======== Dataset ========

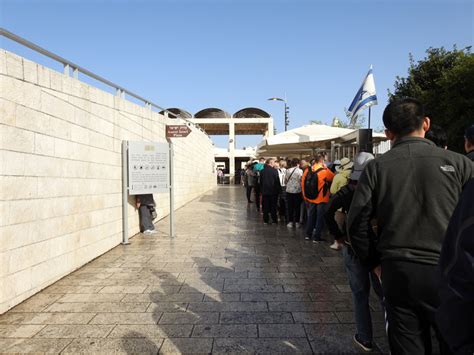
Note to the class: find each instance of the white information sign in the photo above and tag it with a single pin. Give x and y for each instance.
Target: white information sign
(148, 168)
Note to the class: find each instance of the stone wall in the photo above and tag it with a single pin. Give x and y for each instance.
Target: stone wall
(60, 173)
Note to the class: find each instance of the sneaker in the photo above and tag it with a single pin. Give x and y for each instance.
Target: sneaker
(366, 345)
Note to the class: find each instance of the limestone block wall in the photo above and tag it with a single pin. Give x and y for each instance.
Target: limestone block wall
(60, 173)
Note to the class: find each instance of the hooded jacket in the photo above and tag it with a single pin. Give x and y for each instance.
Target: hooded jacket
(412, 191)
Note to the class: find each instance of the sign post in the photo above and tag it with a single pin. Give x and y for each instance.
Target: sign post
(125, 193)
(144, 171)
(174, 131)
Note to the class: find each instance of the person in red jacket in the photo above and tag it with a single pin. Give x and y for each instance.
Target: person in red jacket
(315, 186)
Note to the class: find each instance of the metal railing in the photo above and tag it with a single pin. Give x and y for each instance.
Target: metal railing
(76, 69)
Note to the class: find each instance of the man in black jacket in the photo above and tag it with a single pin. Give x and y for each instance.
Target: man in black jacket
(270, 188)
(412, 191)
(455, 315)
(359, 275)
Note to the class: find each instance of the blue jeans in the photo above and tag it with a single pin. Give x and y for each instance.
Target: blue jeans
(360, 278)
(315, 220)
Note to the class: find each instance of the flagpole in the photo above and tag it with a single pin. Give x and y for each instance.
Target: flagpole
(369, 116)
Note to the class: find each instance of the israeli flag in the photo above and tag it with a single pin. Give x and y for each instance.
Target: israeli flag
(365, 97)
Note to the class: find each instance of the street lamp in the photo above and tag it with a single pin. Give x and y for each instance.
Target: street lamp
(287, 110)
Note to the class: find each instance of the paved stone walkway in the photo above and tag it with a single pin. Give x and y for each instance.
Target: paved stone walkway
(226, 284)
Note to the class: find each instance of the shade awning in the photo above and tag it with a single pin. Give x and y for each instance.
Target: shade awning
(308, 138)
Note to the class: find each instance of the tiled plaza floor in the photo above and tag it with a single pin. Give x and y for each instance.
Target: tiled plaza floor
(227, 283)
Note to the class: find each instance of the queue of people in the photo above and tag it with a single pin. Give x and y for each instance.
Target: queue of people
(389, 216)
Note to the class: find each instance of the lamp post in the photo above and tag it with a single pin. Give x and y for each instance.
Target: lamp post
(287, 110)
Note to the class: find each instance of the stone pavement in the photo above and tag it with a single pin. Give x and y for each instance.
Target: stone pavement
(227, 283)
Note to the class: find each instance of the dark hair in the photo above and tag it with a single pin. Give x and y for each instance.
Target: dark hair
(319, 157)
(404, 116)
(437, 135)
(295, 162)
(469, 134)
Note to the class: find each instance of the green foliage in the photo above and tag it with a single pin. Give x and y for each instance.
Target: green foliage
(444, 82)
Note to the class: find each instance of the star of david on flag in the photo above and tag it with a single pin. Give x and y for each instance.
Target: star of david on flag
(365, 97)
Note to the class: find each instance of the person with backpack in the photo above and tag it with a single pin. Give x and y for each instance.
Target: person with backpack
(341, 179)
(293, 193)
(257, 169)
(249, 181)
(146, 213)
(271, 188)
(315, 185)
(360, 276)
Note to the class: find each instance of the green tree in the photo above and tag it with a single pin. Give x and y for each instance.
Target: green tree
(444, 82)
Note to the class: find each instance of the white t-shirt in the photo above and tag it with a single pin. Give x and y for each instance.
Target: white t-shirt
(293, 180)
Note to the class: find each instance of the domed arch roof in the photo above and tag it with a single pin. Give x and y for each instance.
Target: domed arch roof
(251, 112)
(212, 112)
(177, 112)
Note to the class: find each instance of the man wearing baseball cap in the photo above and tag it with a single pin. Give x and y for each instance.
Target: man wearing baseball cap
(359, 275)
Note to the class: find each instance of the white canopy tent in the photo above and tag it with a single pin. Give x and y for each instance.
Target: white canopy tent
(308, 139)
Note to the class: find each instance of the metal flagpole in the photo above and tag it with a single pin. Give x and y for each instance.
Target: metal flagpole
(171, 153)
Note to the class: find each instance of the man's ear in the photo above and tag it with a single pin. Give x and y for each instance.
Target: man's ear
(426, 124)
(389, 135)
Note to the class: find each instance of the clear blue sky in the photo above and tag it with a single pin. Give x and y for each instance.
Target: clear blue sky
(236, 54)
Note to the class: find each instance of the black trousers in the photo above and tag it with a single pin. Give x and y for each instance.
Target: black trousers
(282, 210)
(249, 193)
(146, 221)
(294, 207)
(269, 203)
(257, 196)
(411, 300)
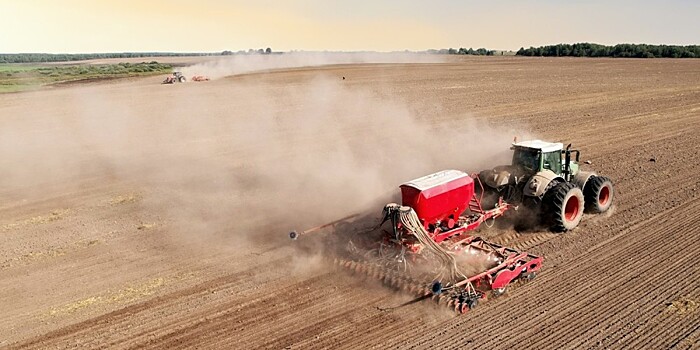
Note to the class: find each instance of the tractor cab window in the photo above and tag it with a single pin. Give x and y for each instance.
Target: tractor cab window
(552, 161)
(528, 159)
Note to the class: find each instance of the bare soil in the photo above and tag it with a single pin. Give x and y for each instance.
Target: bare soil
(135, 214)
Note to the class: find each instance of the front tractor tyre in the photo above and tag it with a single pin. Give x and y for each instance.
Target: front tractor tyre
(563, 207)
(599, 194)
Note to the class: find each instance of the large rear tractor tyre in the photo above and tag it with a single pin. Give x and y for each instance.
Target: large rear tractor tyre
(563, 207)
(599, 194)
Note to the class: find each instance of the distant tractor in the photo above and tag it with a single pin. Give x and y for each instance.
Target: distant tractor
(544, 178)
(176, 77)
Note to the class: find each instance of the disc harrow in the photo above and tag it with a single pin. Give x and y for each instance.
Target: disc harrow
(427, 251)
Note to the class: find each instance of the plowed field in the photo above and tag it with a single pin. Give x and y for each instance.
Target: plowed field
(140, 215)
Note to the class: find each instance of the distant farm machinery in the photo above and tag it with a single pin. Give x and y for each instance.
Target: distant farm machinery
(178, 77)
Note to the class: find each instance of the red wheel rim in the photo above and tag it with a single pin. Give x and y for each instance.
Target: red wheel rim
(604, 196)
(571, 209)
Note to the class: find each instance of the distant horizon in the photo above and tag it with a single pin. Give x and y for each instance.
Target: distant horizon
(85, 26)
(235, 51)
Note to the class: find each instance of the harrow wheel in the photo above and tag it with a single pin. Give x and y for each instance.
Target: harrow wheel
(499, 291)
(530, 276)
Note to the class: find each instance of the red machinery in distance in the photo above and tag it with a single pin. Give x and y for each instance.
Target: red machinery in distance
(430, 228)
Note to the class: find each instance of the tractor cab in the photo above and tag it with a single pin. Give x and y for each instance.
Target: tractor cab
(536, 155)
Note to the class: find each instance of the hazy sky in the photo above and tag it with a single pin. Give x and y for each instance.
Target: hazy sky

========

■ **Exercise requirements**
Although the records above contain pictures, output every line exactly and leave the pictures out.

■ **Reply**
Note to the class: find each instance of the white information sign in the photo above and tag it with a single pin. Give x and y for each instance.
Target: white information sign
(148, 168)
Note to the class: find each instance of the stone wall in the photo above and tag it with a single pin. Give x and y for each instance.
Target: stone wall
(60, 173)
Note to the class: find each instance of the sneaker in the photo above and tag it with a single pin. Give x and y for each instance.
Target: sneaker
(366, 345)
Note to the class: find each instance of the limestone block wall in the photo above and tag it with a single pin. Give x and y for each instance.
Target: limestone block wall
(60, 173)
Note to the class: find each instance of the hooded jacket in the photo above and tag it with a single pin. Give x and y for each instance.
Target: hooded jacket
(412, 191)
Note to the class: find each instance of the sign post in the photo above and tag it with a single pin. Give x and y for each instance.
Target: sign post
(125, 193)
(144, 171)
(174, 131)
Note to the class: find each instance of the person in red jacket in the photo above and tag it with a single pin. Give x and y for each instance.
Target: person in red jacket
(315, 186)
Note to the class: find each instance of the metal railing in the photo above and tag it with a single pin. Give x and y for each instance.
Target: metal railing
(76, 69)
Note to the class: find each instance of the man in black jacket in the photo above and tag it with a single pin. Give x and y for each instance.
Target: man in black jacket
(270, 188)
(412, 191)
(455, 315)
(359, 275)
Note to the class: find each instance of the blue jeans in the photo above and tag it with a single pin. Give x and y for each instance.
Target: blue jeans
(360, 278)
(315, 220)
Note to the class: find each instance of the flagpole in the photo above and tag it with a single pin. Give x and y for each instance.
Target: flagpole
(369, 116)
Note to the class: find each instance of the israeli flag in the photo above and tag it with a single pin. Give x and y for each instance.
Target: israeli flag
(365, 97)
Note to the class: find each instance of the street lamp in the photo above and tag it with a single pin. Give x and y for each instance.
Target: street lamp
(287, 110)
Note to the class: find each instance of the paved stone walkway in the photo above and tag it with a single pin. Give x and y for each instance.
Target: paved stone walkway
(226, 284)
Note to the class: find each instance of the shade awning in the photo above and tag it with a single pin. Give x and y for each instance.
Target: shade awning
(308, 138)
Note to the class: find each instance of the tiled plaza floor in the photo above and tag it with a single pin. Give x and y for each instance.
Target: tiled plaza floor
(227, 283)
Note to the class: find each instance of the queue of people in the photo above and tag it with a single pin. Give x and y for each instance.
Target: queue of people
(389, 216)
Note to the class: find each instance of the lamp post in the photo above and tag it with a single pin. Give x and y for each instance.
Target: lamp post
(287, 110)
Note to the class: find each instance of the stone pavement in the photo above and tag it with a single pin. Give x and y for each instance.
Target: stone pavement
(227, 283)
Note to the class: find each instance of the dark hair in the photo above and tag it with a single pin. Give x and y for each instance.
Target: dark hair
(319, 157)
(404, 116)
(437, 135)
(295, 162)
(469, 134)
Note to the class: find each instance of the green foliage in the photo above and tag it with a single pin. Give x and y for each instance.
Target: green foliage
(444, 82)
Note to the class: find each instance of the star of david on flag in the photo above and tag it with a single pin. Give x and y for each instance.
Target: star of david on flag
(365, 97)
Note to the class: find each instance of the person with backpack in the photo above and tag it with a single pin. Give x and y for each instance.
Target: person with backpack
(341, 179)
(293, 193)
(257, 169)
(249, 181)
(146, 213)
(271, 188)
(315, 185)
(360, 276)
Note to the class: find each instance of the green tree in the photo above and tag it with a single pin. Give x and y for each instance.
Target: green tree
(444, 82)
Note to the class: find each instance of the white t-shirt in the photo above and tag it with a single pin. Give x and y for each instance.
Target: white t-shirt
(293, 180)
Note to the class: find each instance of the domed arch roof in the photo above and tag it with a single pin. Give x and y for each instance.
Target: domed arch roof
(251, 112)
(212, 112)
(177, 112)
Note to the class: find each instance of the man wearing baseball cap in the photo above and tag it with a single pin. Give x and y for each instance.
Target: man wearing baseball cap
(359, 275)
Note to the class: find each instance of the white canopy tent in the photo above and tag it with a single pin. Give x and y for each instance.
Target: white canopy tent
(308, 139)
Note to the class: find each instance of the metal flagpole in the photo above and tag it with a single pin. Give x and y for each instance.
Target: metal flagpole
(171, 153)
Note to the class: find each instance of the man's ear in the photo above and tag it with a single pin. Give x and y for each instance.
Target: man's ear
(426, 124)
(389, 135)
Note to the class: find each instance of the clear blue sky in the photo above and tag it with a single pin. Give x and y for each instance.
Target: clear blue sky
(236, 54)
Note to the class: find each instance of the black trousers in the photo above and tag it with a single pin. Give x and y for each instance.
Target: black trousers
(282, 210)
(249, 193)
(146, 221)
(294, 207)
(269, 203)
(257, 196)
(411, 300)
Note to the class: find each instance of the tractor cab window in the photo above and tag it with a single pin. Give x and y for each instance.
Target: tractor cab window
(552, 161)
(528, 159)
Note to the class: find each instance of the bare soil in the photo above and tag it with a single pin. Give x and y for each instance.
Target: bare soil
(135, 214)
Note to the class: find each instance of the front tractor tyre in the photo above and tag it with a single pin. Give x and y for each instance.
Target: front tractor tyre
(563, 207)
(599, 194)
Note to the class: find each instance of the large rear tractor tyre in the photo above and tag it with a single pin. Give x and y for each instance.
Target: large rear tractor tyre
(563, 207)
(599, 194)
Note to the class: find each instance of the distant tractor in the photo above and tag it with a single pin. Give x and y for each instance.
Target: distant tractor
(544, 178)
(176, 77)
Note to the class: find each instance of the disc harrow in the photo above and tag it with a single pin. Give x and y for each instance.
Target: disc harrow
(427, 251)
Note to the class: find each instance of the plowed field in the photo above and tag it with a single pin. Give x and y for each instance.
Target: plowed field
(140, 215)
Note to the class: find each instance of the distant farm machinery in the photo above and tag it with a single pin. Give x and y for each instance.
Target: distant farm machinery
(178, 77)
Note to the class: find each instance of the red wheel rim in the photo above and tag it with a single pin. Give x and y for each instance.
Target: red wheel rim
(604, 196)
(571, 209)
Note to the class: find each instance of the distant horizon in the photo above and tag it with a single pin. Give x and y for each instance.
Target: distant horizon
(85, 26)
(235, 51)
Note to the class: find each instance of the harrow wheel in the photo above and tag it with a single pin. Give x and y for each instance.
Target: harrow wheel
(499, 291)
(530, 276)
Note to the class: find each instance of the red machinery in distance in the photo above and tag it with a single pin. Give x and y for each instance.
Target: red machinery in distance
(430, 228)
Note to the class: find each instance of the tractor cab in the photo above and tag it with a single pin. Give x and y for each instance.
Target: tractor cab
(536, 155)
Note to the class: find each instance of the hazy sky in the photo above and tag it with a single pin. Give x and y for each instance.
Target: hazy sky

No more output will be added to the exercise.